## [WHAT IS EXPECTED]
What you return must match the records word for word.

(DATA FOR REVIEW)

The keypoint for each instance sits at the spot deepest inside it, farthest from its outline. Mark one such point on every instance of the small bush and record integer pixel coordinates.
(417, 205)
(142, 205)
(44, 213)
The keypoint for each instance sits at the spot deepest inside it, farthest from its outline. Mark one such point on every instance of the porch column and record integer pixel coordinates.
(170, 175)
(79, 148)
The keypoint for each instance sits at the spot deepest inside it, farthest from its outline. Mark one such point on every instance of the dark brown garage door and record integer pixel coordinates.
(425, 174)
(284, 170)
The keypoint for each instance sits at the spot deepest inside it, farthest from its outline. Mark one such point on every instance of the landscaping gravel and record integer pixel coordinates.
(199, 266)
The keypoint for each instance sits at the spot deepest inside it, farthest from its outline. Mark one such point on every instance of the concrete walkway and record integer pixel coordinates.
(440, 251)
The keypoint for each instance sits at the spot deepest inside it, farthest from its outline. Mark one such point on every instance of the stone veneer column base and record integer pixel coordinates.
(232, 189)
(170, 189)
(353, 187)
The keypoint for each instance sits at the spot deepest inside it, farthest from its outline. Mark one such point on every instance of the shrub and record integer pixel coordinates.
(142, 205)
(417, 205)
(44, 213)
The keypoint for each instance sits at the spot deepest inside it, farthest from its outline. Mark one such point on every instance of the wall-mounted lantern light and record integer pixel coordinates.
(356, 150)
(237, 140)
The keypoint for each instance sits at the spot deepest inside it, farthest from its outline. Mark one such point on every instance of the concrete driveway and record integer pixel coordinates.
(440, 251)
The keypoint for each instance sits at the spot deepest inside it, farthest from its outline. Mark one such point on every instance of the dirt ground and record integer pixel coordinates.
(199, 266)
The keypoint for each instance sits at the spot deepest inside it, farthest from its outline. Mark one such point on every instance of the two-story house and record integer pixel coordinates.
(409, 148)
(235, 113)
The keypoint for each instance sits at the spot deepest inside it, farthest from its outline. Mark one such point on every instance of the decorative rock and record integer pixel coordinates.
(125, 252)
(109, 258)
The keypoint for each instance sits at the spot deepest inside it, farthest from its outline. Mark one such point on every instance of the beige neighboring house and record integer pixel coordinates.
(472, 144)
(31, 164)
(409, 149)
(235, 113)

(End DATA FOR REVIEW)

## [WRITTEN RESPONSE]
The keypoint for each instance sits at the spot deepest inside it, farthest from its outline. Mark one such point on every instance of the small bush and record integer pixel coordinates.
(417, 205)
(142, 205)
(44, 213)
The keypoint for each instance sits at the spot deepest inside it, farthest from its outline. Mark one such point on every instance of the porch column and record integer pixel coordinates.
(170, 175)
(79, 148)
The keypoint for each instance sits at the spot deepest inside it, farthest from its outline. Mark one such point on every instance of the dark brown garage door and record integer pixel coordinates.
(425, 174)
(284, 170)
The keypoint for each instance sits at the spot deepest inside it, farthest from its outline. Mark one such point on every instance of the landscaping gravel and record integer pixel coordinates.
(199, 266)
The keypoint for each instance sits at the spot deepest inside it, farthest from its outline. Mark one such point on every instance of the concrete walkway and record integer pixel coordinates.
(440, 251)
The keypoint for each instance sits at the spot deepest inside it, farthest from its outline. Mark one such point on every instance of the stone veneer column base and record integer pixel coordinates.
(232, 189)
(170, 189)
(353, 187)
The keypoint for each instance sits at the spot deepest inside it, farthest from its outline. Mark one such point on every instance of the shrub and record integer pixel coordinates.
(142, 205)
(417, 205)
(44, 213)
The keypoint for each instance sits at the spot deepest inside it, farthest from its outline. Mark one such point on every instance of the wall-mounted lantern light and record integer pixel coordinates.
(356, 150)
(237, 140)
The keypoint for each instance sits at the spot deepest inside it, farthest from its outline. Mark one such point on every instance of the concrete driveway and record integer pixel coordinates.
(440, 251)
The keypoint for each instance sits at the spot deepest inside it, farthest from its outline. Mark one such point on every instance of the dirt ground and record integer pixel coordinates.
(199, 266)
The keypoint for each instance sits at the spot deepest inside it, farthest from its outline. Mark one such point on every instance of the two-story house and record integer pixel coordinates.
(409, 148)
(235, 113)
The keypoint for each instance sits at the spot deepest inside it, farthest from its outline. Mark one such point on every instance of the decorative rock and record integer pixel coordinates.
(125, 252)
(109, 258)
The keypoint for each instance sits at the spot deepest inside it, farthest from its outline. Mark one such point on every instance of the beige neighboring house and record integer pixel coordinates.
(472, 144)
(31, 164)
(409, 149)
(235, 113)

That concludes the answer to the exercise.